(AVAILABLE DATA):
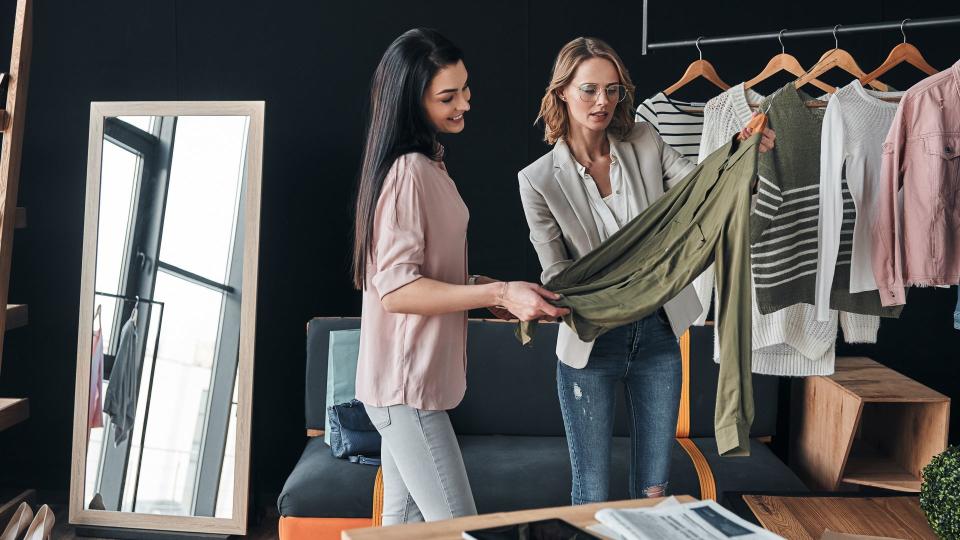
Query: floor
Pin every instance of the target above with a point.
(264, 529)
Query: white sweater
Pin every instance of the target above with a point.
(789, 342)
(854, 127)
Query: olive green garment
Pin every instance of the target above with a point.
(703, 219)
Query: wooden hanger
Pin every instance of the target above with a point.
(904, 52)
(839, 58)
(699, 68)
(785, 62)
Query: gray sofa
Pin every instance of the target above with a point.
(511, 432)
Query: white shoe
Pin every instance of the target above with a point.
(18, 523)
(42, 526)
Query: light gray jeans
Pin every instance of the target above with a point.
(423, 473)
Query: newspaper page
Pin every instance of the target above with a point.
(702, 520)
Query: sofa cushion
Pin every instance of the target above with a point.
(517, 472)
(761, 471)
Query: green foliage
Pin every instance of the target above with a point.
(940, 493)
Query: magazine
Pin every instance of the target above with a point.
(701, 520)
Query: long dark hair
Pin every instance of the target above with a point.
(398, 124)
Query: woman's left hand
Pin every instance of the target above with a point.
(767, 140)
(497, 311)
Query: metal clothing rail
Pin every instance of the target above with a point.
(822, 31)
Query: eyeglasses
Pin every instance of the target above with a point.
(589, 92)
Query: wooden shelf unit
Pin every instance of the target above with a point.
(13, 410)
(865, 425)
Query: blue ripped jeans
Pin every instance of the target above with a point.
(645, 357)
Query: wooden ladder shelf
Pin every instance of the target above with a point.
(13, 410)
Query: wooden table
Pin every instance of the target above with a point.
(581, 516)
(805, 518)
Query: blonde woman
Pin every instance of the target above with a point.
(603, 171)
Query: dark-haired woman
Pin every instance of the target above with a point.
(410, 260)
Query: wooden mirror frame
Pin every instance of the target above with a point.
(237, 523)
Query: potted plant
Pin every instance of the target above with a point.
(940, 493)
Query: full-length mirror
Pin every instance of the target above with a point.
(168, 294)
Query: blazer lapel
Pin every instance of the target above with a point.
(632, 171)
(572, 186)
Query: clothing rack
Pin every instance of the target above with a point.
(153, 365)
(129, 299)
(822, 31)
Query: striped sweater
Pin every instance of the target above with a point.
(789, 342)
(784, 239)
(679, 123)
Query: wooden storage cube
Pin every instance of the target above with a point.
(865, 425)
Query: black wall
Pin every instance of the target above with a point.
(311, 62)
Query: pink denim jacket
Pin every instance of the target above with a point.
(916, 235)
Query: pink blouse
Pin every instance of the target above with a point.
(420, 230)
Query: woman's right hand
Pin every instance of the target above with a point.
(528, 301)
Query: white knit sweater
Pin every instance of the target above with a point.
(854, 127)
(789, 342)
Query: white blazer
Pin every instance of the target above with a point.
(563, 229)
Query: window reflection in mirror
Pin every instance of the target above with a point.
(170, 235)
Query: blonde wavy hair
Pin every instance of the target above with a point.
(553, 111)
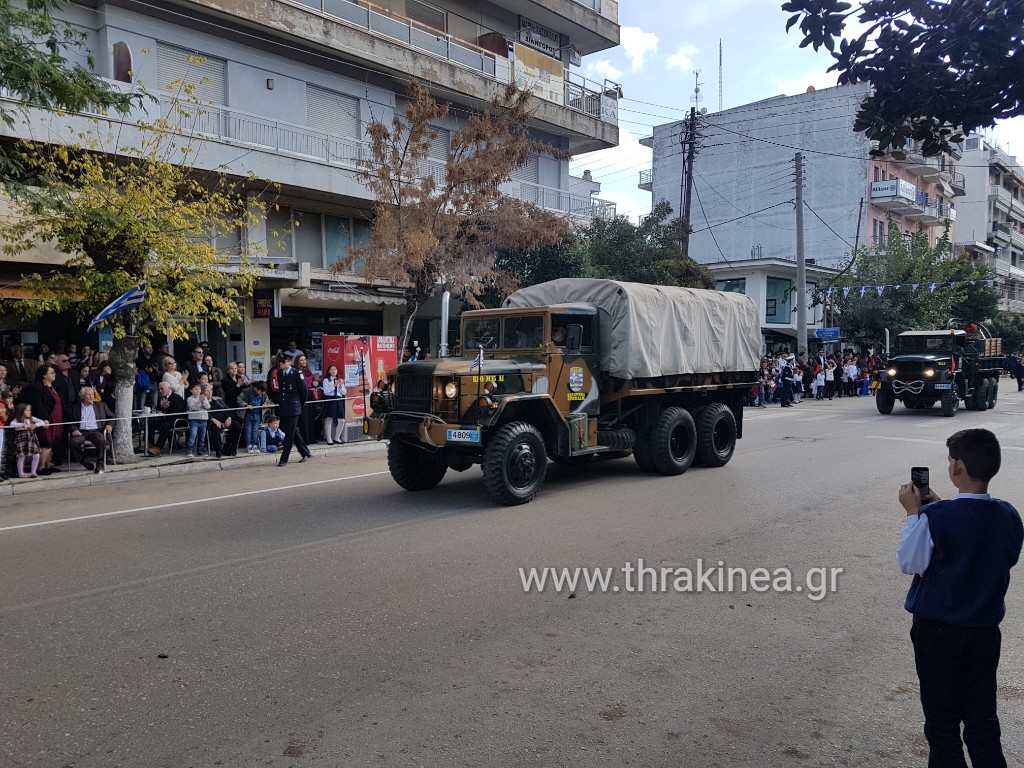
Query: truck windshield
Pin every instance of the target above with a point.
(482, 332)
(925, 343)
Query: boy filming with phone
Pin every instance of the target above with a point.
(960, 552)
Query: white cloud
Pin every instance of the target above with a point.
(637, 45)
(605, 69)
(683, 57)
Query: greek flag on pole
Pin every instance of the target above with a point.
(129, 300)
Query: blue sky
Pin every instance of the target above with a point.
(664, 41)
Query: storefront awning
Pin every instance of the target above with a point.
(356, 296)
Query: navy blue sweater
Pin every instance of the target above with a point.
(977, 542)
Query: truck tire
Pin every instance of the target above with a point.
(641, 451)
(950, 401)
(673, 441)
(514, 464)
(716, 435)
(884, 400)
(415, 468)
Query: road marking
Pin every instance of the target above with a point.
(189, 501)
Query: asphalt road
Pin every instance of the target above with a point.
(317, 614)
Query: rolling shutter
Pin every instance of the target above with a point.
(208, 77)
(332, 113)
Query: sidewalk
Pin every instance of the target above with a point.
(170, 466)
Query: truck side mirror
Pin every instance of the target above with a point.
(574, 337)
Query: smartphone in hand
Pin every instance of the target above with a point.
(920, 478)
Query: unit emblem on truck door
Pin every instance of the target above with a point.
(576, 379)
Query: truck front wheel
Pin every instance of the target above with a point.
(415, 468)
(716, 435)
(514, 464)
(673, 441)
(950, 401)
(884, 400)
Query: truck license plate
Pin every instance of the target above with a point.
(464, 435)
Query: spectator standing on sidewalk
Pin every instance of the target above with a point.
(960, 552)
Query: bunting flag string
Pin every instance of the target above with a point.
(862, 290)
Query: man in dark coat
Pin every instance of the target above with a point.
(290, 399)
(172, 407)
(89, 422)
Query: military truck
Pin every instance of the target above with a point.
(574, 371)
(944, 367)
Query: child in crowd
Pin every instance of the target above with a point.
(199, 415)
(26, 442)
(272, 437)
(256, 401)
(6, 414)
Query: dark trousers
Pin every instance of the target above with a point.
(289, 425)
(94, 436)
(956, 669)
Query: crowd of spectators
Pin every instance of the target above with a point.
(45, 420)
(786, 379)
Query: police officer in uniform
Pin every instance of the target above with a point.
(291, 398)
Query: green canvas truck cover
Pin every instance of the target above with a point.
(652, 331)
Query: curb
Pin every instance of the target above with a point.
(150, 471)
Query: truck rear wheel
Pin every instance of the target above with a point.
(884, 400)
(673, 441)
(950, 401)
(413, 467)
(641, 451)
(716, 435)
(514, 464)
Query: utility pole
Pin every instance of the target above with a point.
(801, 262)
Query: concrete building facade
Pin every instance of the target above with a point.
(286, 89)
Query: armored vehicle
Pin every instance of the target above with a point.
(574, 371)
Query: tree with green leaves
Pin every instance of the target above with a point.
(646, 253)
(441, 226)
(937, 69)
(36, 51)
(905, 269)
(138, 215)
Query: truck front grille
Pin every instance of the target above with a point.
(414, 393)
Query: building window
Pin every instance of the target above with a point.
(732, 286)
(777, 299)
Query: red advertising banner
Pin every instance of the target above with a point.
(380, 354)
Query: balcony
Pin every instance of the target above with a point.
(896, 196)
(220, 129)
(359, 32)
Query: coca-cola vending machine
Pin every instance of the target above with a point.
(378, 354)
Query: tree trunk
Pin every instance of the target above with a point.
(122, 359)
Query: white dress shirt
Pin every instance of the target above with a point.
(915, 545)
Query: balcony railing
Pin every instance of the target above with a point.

(WHAT IS BEING ASKED): Within the entries above, the lines from the one containing "Query: blonde wavy hair" through the one containing "Query: white cloud" are to be transcribed exactly, ends included, pictures excluded.

(EXPECTED ANSWER):
Query: blonde wavy hair
Pin every instance of the target above with a point.
(553, 111)
Query: truck windshield
Pin every instance of the target above with a point.
(482, 332)
(925, 343)
Query: boy filming with phone
Pin every instance of the target above with a point.
(960, 552)
Query: white cloud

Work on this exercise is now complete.